PAGE EXTRACT:
-------------------------

By Professor David Walker
Professor of Paediatric Oncology Faculty of Medicine Health Sciences, University of Nottingham
There will never be enough trials – additional innovation is needed I was at a meeting recently with clinical academics, charity chief execs, health regulators, representatives of the pharmaceutical industry – and one lone voice that cut to the heart of the matter.
That voice was Debbie Binner, whose teenage daughter had died of a rare bone cancer, Ewing’s Sarcoma. Debbie was the reason we were there. When her daughter, Chloe, died she had just turned 18. A few months short of her 18th birthday, the chance of a drug trial was offered.
But Chloe needed to be 18 to be eligible and was refused entry. Our meeting, held in the House of Commons with Paul Burstow MP in the Chair, was to discuss how we, the experts, could ensure that younger people had access to more trials of new therapies for their life-threatening conditions.
Many speakers spoke about new ways to reform the regulatory system so that it could work better for young patients. We heard about changes in the EU Clinical Trials Directive that is being enacted in Brussels, that may help.
Listening to my colleagues, I was struck by one thought: that if you put people in a room who are expert on a regulatory process they want to make better, but inevitably more rules.
What is needed is a feeling that we can work for the patients’ benefit using our established professional values and standards rather than a raft of ever more complex rules. Research does require regulation to introduce new drugs and treatments safely. That is true. But trials cannot be the only answer.
There will never be enough trials, they take time and money, there are rarely trials for the less common diseases. So when patients are in a situation with “nowhere else to go” and if there is no trial for which they are eligible, they need to be able to try treatments that might work, based upon the best judgment of their medical advisors. We need to allow them to try such new drugs that may be applicable and collect that experience to inform the next generation of trials.

-------------------------

Data extracted from a collection
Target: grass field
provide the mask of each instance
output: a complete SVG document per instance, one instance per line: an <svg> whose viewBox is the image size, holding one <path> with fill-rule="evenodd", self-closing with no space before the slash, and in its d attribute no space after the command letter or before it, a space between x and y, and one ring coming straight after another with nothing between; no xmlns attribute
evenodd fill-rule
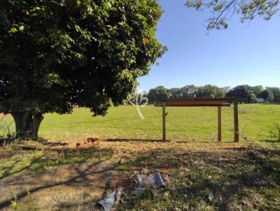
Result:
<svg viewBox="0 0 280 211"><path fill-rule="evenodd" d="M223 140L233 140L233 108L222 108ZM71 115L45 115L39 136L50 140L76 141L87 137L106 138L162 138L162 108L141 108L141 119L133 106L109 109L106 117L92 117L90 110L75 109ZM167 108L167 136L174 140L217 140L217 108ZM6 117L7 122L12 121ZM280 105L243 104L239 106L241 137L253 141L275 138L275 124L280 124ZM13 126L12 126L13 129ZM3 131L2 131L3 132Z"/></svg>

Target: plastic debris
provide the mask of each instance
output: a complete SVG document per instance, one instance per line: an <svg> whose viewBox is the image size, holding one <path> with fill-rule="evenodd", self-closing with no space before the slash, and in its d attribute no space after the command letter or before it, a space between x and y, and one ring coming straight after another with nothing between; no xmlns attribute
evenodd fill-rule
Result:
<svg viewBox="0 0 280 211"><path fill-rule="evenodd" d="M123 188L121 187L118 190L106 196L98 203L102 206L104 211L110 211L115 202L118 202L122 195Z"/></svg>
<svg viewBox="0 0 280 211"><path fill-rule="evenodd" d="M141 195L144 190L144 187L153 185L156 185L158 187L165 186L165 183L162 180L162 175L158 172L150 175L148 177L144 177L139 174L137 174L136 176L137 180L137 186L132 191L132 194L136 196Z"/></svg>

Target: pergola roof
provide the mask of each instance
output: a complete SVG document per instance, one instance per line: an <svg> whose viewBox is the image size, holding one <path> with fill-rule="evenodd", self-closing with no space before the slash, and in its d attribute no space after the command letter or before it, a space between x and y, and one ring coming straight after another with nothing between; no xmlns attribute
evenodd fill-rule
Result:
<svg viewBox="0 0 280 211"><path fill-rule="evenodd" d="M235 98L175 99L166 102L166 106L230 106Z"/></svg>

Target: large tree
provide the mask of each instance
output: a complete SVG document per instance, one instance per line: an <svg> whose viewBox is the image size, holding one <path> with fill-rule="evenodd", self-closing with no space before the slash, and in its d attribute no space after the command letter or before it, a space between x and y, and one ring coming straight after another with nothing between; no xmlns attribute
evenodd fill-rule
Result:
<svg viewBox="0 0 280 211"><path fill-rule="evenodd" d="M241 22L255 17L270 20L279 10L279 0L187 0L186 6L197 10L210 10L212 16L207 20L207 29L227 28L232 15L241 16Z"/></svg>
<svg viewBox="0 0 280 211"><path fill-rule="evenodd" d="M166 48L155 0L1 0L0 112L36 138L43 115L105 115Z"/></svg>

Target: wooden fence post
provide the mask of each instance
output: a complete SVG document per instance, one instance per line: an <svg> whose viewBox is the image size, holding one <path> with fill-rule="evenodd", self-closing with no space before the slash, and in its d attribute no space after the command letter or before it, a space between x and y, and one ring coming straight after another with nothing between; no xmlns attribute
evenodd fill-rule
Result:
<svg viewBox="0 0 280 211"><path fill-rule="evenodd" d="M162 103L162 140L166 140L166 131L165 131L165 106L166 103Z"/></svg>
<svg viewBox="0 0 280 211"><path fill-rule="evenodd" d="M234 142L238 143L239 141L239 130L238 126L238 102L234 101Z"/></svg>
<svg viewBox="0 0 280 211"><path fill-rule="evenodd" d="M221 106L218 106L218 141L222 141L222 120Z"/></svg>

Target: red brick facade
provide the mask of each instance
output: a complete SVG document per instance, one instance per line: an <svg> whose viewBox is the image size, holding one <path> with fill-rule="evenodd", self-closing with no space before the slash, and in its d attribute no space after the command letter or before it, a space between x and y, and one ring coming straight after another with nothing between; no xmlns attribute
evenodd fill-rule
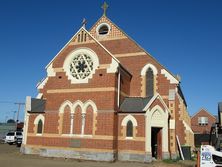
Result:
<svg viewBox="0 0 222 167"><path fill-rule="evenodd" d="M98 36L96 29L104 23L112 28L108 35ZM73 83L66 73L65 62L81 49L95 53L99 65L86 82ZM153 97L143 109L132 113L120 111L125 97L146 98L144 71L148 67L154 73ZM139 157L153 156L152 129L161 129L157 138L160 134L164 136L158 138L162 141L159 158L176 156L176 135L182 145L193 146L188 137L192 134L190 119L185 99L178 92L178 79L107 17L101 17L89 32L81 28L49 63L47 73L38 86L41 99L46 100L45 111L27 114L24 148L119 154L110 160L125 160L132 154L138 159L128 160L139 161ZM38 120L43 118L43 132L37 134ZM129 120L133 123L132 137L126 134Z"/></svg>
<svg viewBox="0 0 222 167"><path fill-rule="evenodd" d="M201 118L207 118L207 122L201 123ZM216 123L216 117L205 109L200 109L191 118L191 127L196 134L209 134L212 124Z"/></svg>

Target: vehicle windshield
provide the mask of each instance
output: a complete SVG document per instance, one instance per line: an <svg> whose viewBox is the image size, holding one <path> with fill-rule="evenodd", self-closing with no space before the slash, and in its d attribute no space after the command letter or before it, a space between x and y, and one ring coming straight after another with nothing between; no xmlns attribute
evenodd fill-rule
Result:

-------------------------

WHAT THIS EXERCISE ASKS:
1. Answer these questions from the article on drug trials for young patients:
(a) Which rare bone cancer did Chloe have?
(b) Who chaired the meeting held in the House of Commons?
(c) What three reasons does the article give for why there will never be enough trials?
2. Write a continuation of the article on drug trials for young patients, starting after its final sentence.

RESULTS OF THE TASKS:
1.
(a) Ewing's Sarcoma.
(b) Paul Burstow MP.
(c) Trials take time and money, and there are rarely trials for the less common diseases.

2.
The Saatchi Bill would do this, by protecting individual doctors who try new, licensed but untrialled treatments, on patients who have consented to such treatment outside of a formal trial. This cannot be – and isn’t – a license for the maverick doctor acting alone.
The doctor would also need to share the decision with peers as part of the multi-disciplinary teams that already exist in modern health systems. The Saatchi Bill would meet the needs of pharma and academia – but most importantly the patients and their families who need to be given additional choice – and experience the associated hope.
If organised with light touch this could offer valuable information to researchers whilst sustaining hope for families that “no stone is being left unturned”.
The Saatchi Bill offers a framework where practitioners would be supported in exploring innovative therapies, whilst building evidence of their applicability and effectiveness as part of the process of acquiring the evidence necessary to launch the next generation of trials. This is why I commend the Saatchi initiative.